What to work on:
Look over the lines below. Report each one that includes the string "wall".

Material provided:
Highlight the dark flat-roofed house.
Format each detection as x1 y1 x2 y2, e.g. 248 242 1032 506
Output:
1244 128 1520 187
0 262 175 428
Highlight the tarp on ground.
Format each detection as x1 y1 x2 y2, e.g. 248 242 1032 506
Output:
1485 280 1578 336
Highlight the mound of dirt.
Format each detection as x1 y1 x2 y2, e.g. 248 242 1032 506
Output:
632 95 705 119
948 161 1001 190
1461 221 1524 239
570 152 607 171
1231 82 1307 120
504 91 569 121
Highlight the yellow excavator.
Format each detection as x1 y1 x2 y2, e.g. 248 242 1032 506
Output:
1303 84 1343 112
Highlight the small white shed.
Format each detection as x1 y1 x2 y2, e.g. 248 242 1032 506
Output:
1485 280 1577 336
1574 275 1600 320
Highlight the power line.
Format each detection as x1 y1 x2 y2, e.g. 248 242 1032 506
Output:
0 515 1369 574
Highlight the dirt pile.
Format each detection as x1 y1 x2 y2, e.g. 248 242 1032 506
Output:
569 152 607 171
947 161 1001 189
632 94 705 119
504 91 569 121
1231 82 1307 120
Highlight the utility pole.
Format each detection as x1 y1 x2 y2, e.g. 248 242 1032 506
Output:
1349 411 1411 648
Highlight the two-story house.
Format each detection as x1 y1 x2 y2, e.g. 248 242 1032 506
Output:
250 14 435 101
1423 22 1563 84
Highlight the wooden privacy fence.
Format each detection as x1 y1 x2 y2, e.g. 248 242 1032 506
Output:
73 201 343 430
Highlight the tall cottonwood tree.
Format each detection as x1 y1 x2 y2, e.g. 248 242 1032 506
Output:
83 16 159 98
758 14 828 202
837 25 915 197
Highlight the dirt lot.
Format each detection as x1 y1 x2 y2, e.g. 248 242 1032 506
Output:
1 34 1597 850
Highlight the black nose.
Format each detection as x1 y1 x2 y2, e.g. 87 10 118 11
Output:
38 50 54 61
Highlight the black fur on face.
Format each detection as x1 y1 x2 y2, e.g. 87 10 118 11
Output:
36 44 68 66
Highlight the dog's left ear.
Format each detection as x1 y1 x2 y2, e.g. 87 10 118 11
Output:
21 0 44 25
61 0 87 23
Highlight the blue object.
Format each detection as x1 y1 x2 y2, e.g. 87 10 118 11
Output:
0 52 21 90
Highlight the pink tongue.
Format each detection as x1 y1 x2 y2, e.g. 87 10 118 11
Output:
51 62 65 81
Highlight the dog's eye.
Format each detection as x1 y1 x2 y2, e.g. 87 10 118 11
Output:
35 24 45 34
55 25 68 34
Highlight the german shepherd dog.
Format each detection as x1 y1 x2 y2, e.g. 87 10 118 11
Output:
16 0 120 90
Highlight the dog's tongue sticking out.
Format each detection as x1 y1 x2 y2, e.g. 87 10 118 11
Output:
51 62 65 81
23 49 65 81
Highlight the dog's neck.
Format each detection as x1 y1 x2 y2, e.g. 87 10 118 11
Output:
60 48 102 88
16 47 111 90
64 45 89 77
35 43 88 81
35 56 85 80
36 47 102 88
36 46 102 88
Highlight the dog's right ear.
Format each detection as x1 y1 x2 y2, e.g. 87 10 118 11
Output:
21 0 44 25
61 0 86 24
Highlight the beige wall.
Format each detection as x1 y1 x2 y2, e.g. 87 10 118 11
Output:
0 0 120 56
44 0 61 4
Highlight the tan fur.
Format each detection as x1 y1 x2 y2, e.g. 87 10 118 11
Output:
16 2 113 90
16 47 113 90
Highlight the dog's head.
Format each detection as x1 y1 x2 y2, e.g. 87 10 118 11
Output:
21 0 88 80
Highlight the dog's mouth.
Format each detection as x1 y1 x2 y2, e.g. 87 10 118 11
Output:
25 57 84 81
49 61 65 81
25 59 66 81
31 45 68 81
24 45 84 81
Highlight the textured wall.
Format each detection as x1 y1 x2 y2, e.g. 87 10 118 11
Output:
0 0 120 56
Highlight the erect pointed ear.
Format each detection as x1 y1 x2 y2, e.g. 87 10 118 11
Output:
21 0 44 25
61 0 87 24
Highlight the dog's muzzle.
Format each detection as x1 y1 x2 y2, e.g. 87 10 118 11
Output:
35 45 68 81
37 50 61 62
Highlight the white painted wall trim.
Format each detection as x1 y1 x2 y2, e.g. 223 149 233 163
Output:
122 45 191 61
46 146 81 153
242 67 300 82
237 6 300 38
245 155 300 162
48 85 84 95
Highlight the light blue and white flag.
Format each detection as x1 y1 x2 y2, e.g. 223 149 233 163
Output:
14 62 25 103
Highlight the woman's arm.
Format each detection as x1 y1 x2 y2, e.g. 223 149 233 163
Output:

Solution to this task:
Highlight the beige wall.
Highlight the textured wall.
Highlight the white painted wall trim.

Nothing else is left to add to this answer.